### TEXT SECTION
/---
In Memoriam: Smith, Michael R.

In Memoriam: Smith, Michael R.


Dr. Michael R. Smith, a retired microbiologist with the U.S. Department of Agriculture - Agricultural Research Service at the Western Regional Research Center in Albany, California, passed away on December 19, 2017, at the age of 72, in Pasco, Washington, after a long and courageous battle with cancer. He was a member of ASM throughout his career.

He attended El Camino College in Torrance, CA, and Long Beach City College in Long Beach, CA, prior to completing his B.S. degree in Microbiology in 1967 at California State College, Long Beach. After graduation, he completed his Medical Technologist and Public Health Microbiologist certifications, and worked as a Medical Technologist throughout his graduate studies and post-doctoral work. He was accepted into graduate school in 1970 at the University of California, Los Angeles (UCLA) and graduated with his Ph.D. in Microbiology in 1976 from UCLA. He published his dissertation on “The Purification of Pseudouridine Synthetase II” under the direction of Dr. Donald Nierlich.


Michael then went on to complete his post-doctoral work (1976-1980) under the direction of Dr. Robert Mah at UCLA. It is during this time that he began work on one of his most significant and ground-breaking accomplishments. He isolated and characterized an acetate-fermenting strain of Methanosarcina (strain 227), and showed for the first time that acetate could be converted directly into methane and CO2 without the addition of external sources of H2. His further studies showed that acetate was the sole carbon and energy source for this microorganism, and he began work to elucidate the electron transport mechanisms involved in this conversion.
\---
### EXPLORE THE MATERIAL
1. According to the In Memoriam text, in what year did Michael R. Smith earn his Ph.D. in Microbiology?
2. Continue the In Memoriam text about Michael R. Smith from where it stops.
You won't need the data after this text.

### GIVEN INFORMATION
/---
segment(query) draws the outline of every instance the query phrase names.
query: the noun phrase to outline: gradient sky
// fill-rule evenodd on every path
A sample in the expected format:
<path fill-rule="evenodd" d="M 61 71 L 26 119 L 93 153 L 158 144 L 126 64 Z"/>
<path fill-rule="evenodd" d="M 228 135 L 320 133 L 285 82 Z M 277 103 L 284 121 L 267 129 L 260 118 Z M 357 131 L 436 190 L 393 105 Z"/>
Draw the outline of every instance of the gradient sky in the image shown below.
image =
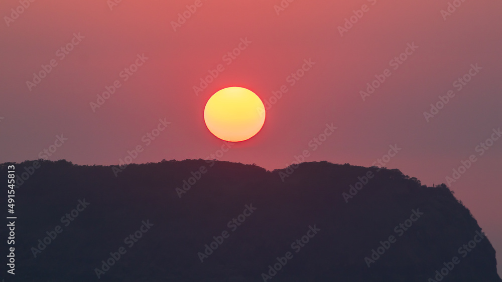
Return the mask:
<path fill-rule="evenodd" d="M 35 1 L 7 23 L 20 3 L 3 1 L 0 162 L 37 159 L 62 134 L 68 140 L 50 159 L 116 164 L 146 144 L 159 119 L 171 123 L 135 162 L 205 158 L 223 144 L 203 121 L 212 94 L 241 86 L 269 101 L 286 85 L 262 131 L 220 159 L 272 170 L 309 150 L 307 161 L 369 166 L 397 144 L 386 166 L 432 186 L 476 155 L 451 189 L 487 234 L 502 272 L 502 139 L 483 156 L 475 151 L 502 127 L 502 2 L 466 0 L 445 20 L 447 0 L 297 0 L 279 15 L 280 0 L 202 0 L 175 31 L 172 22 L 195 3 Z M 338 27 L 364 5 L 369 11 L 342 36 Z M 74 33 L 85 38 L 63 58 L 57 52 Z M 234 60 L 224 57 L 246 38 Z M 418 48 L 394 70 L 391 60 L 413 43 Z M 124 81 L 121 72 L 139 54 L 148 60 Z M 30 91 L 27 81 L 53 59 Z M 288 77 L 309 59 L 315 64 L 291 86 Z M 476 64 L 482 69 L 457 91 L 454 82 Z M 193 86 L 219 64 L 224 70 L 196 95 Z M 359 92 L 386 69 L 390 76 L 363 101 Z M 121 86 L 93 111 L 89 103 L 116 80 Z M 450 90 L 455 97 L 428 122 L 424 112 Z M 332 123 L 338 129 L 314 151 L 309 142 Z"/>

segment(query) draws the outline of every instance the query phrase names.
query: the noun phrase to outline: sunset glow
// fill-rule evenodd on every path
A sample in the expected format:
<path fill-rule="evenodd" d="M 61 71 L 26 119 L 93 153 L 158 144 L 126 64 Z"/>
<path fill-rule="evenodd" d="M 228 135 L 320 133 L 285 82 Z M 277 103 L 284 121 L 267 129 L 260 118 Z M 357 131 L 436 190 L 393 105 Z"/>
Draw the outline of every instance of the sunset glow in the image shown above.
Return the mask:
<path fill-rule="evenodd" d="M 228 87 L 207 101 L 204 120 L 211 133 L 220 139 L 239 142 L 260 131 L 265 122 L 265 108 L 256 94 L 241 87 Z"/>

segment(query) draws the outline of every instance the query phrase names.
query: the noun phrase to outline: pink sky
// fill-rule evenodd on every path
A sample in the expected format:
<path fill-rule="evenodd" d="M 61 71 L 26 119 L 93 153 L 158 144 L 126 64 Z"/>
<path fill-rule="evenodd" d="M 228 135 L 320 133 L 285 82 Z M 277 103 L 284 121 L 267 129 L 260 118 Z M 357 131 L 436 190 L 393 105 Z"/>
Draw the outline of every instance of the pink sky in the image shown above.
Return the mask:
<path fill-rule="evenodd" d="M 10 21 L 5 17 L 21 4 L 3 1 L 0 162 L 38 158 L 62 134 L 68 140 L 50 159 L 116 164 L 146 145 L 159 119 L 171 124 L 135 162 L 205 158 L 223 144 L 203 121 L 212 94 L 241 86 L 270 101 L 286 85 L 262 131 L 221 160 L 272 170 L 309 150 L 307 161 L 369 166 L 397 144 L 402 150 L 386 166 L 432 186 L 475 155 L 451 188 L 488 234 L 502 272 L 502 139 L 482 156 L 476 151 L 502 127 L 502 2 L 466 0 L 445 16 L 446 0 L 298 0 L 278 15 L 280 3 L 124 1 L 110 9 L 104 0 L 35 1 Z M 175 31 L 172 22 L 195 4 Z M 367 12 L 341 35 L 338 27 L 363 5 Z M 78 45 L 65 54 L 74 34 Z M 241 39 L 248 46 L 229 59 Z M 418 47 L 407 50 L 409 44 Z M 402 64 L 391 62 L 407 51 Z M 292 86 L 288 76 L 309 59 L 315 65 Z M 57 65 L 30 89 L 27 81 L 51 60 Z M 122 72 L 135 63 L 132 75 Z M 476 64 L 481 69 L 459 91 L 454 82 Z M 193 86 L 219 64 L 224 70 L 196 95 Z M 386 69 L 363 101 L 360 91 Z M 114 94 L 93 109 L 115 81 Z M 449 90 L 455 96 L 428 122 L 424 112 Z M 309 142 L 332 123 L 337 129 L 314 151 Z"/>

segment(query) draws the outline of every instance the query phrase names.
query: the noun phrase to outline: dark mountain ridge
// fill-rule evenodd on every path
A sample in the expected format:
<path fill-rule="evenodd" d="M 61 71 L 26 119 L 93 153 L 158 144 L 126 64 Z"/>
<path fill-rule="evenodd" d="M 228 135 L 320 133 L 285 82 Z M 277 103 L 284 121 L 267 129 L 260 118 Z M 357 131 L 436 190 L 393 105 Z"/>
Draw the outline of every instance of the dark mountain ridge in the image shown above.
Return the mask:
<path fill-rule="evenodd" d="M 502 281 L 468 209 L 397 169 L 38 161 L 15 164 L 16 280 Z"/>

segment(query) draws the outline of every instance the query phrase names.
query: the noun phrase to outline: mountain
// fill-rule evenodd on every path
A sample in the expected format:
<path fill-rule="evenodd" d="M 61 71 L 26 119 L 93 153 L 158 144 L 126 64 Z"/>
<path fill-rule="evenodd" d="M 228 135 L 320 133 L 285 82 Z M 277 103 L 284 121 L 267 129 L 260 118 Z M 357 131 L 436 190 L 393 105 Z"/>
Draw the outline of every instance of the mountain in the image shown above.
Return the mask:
\---
### TASK RESULTS
1. 1976

2.
After completing his postdoc, he worked for the U.S. Department of Agriculture - Agricultural Research Service at the Western Regional Research Center in Albany, CA from 1980 until the time of his retirement in 2008. He continued his studies on Methanosarcina, and wrote a chapter on “The Methanogenic Bacteria,” which was published in the book, The Prokaryotes: A Handbook on Habits, Isolation, and Identification of Bacteria, published in 1981. While working for the USDA, he worked on a number of other projects of significance including the sporulation of Clostridium cylindrosporum, insoluble glucan formation by Leuconostoc mesenteroides, cellular association of glucosyltransferases in Leuconostoc mesenteroides, production and characterization of amylase by Arthrobacter psychrolactophilus, and studies on Bacillus licheniformis’ xylanase. He retired from the USDA in August 2008, after 27 years of dedicated service, thus achieving his dream of being an accomplished scientist. His interest in science continued long beyond his retirement, and his work and accomplishments will live on.

Submitted By:
Stephanie Smith, Ph.D.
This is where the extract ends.